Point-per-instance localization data

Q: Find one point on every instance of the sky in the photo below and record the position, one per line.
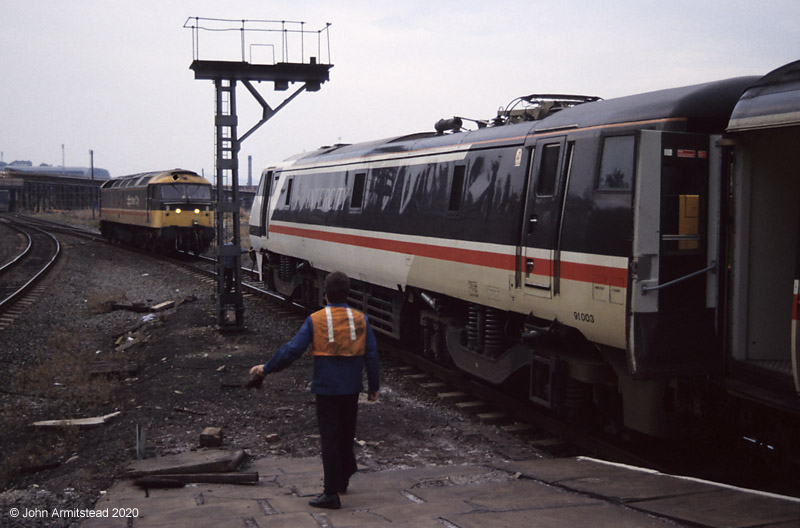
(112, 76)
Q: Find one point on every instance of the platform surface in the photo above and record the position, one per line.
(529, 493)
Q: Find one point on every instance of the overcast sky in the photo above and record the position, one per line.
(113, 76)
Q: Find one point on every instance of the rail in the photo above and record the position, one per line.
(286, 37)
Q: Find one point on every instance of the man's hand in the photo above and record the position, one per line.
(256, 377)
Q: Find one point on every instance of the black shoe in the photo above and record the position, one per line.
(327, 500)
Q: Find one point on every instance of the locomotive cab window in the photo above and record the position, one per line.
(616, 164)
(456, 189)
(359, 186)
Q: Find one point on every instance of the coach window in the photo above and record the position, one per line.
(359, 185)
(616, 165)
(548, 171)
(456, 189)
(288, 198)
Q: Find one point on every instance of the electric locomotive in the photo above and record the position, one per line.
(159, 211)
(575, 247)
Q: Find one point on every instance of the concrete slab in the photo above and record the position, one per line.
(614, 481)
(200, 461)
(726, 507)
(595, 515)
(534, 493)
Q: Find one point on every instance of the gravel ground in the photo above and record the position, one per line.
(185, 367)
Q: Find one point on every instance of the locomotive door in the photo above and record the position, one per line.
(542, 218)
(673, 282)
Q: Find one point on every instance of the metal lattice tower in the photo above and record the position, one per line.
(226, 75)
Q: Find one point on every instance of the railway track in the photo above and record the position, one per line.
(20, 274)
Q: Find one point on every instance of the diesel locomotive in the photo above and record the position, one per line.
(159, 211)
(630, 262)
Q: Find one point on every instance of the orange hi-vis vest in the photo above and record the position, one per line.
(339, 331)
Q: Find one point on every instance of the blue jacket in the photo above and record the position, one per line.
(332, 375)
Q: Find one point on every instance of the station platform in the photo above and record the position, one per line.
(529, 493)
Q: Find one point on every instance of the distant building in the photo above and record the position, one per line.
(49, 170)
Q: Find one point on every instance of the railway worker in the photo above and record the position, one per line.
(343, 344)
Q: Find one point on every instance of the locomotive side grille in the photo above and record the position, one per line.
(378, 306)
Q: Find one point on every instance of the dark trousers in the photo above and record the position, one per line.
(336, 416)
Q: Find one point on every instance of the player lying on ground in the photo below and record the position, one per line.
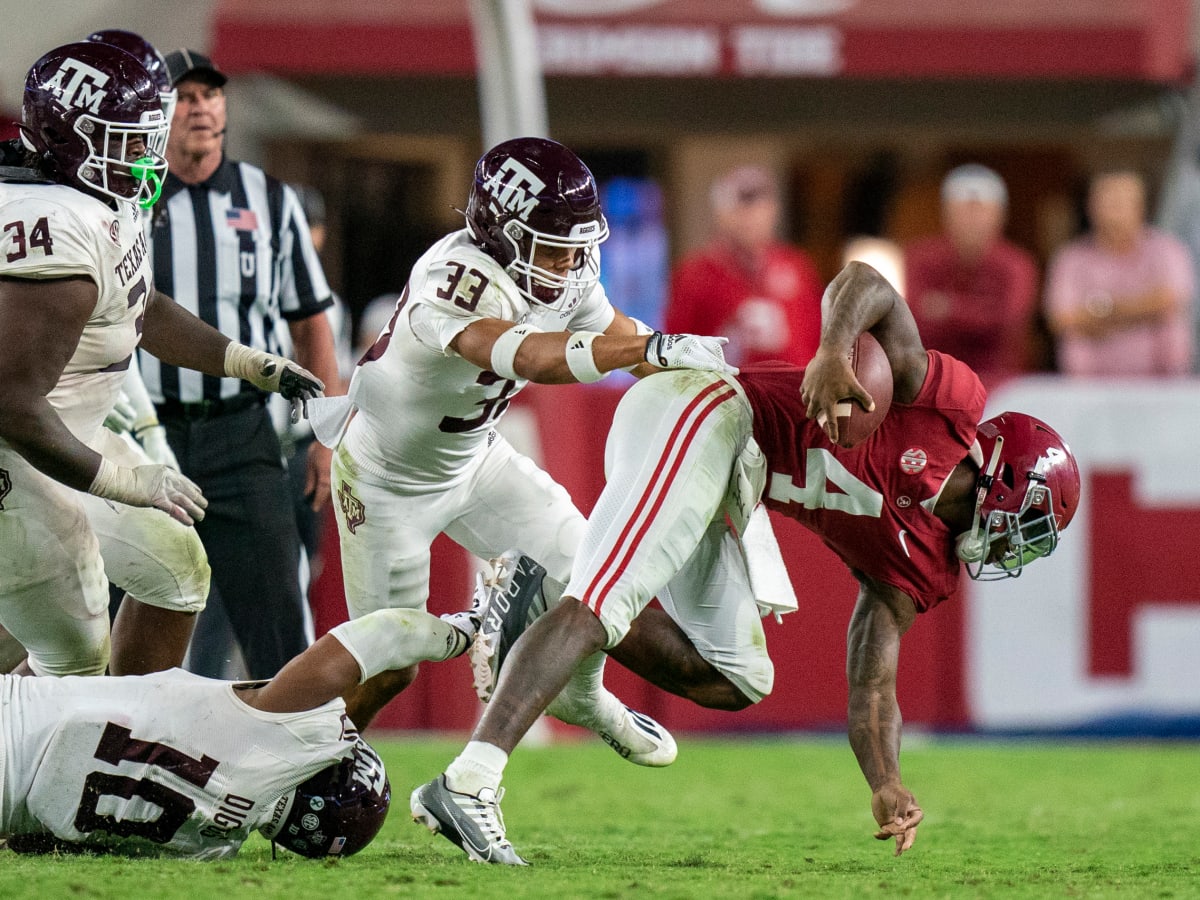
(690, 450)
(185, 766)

## EXERCISE REQUIREMENTS
Each entry above is to be given again exactly, and any image in it is to be dropped.

## SOLUTION FOR THIS EXERCISE
Q: Find one point on every instance of the sky in the photo below and record the position, one per line.
(112, 76)
Q: Find one point on every instance of the platform surface in the photo above and record the position, one per line.
(529, 493)
Q: Find one point on every instance of the overcast sky in the photo above and record the position, one per line.
(113, 76)
Q: Find one point on every instance of the rail in the photo above and record the position, one per line.
(286, 37)
Q: Find one point on every instance of the man's hand in the photo above and record the position, one per line.
(256, 377)
Q: Find one point on every instance of the black shoe in the photo above and record the position, one per line.
(327, 500)
Q: Find one point on every instance of the locomotive cab window in the photo above and record the position, one per line.
(616, 164)
(456, 189)
(359, 186)
Q: Find one point on every instance of the coach window in the photo above and record the position, one per line.
(359, 185)
(616, 165)
(548, 171)
(456, 189)
(288, 198)
Q: Find one point on every instance of the electric locomotive in the photo above and record the position, one per line.
(159, 211)
(575, 247)
Q: Find one point on every instance of the concrete slab in the photo above and record the position, one per line.
(614, 481)
(200, 461)
(726, 507)
(595, 515)
(534, 493)
Q: Find one point on every instance of the gravel ground in the photo above and record the position, one per line.
(185, 367)
Q: Find one point on every instance of the locomotive door in the photo above and record the position, one per line.
(542, 218)
(673, 282)
Q: Find one point on every instance of the metal lattice tower in the photo above and record the position, one per line.
(226, 75)
Q: Find one point on every instance of the railway track in the photo above and record the position, one per line.
(20, 274)
Q: Find one point on every instance of the diesel locomotive in the photo above and record the position, one per line.
(159, 211)
(630, 262)
Q: Find one point on every instance of the orange hi-vis vest in the photo above and record the position, one per line.
(339, 331)
Q: Find one point on every instance of the blue jacket in the photo above and record the position, one per line.
(332, 375)
Q: Find one point on every instance of the station platform in the photo above and record the position, one per line.
(529, 493)
Q: Find one point on every instance of the distant building in the photo above and record the position, one per line.
(49, 170)
Q: Find one point on every instance of the railway worker in the photo above and record the position, one per line.
(343, 344)
Q: Find one point on every instance of the locomotive side grille in the photo above and record the position, one per line.
(378, 306)
Q: Find one point on every instance of the dark trousers in the photo above and record the position, one per line.
(336, 416)
Q: Find one point on every instance of the player lying on ground in the photo below and record the position, one per line.
(690, 450)
(185, 766)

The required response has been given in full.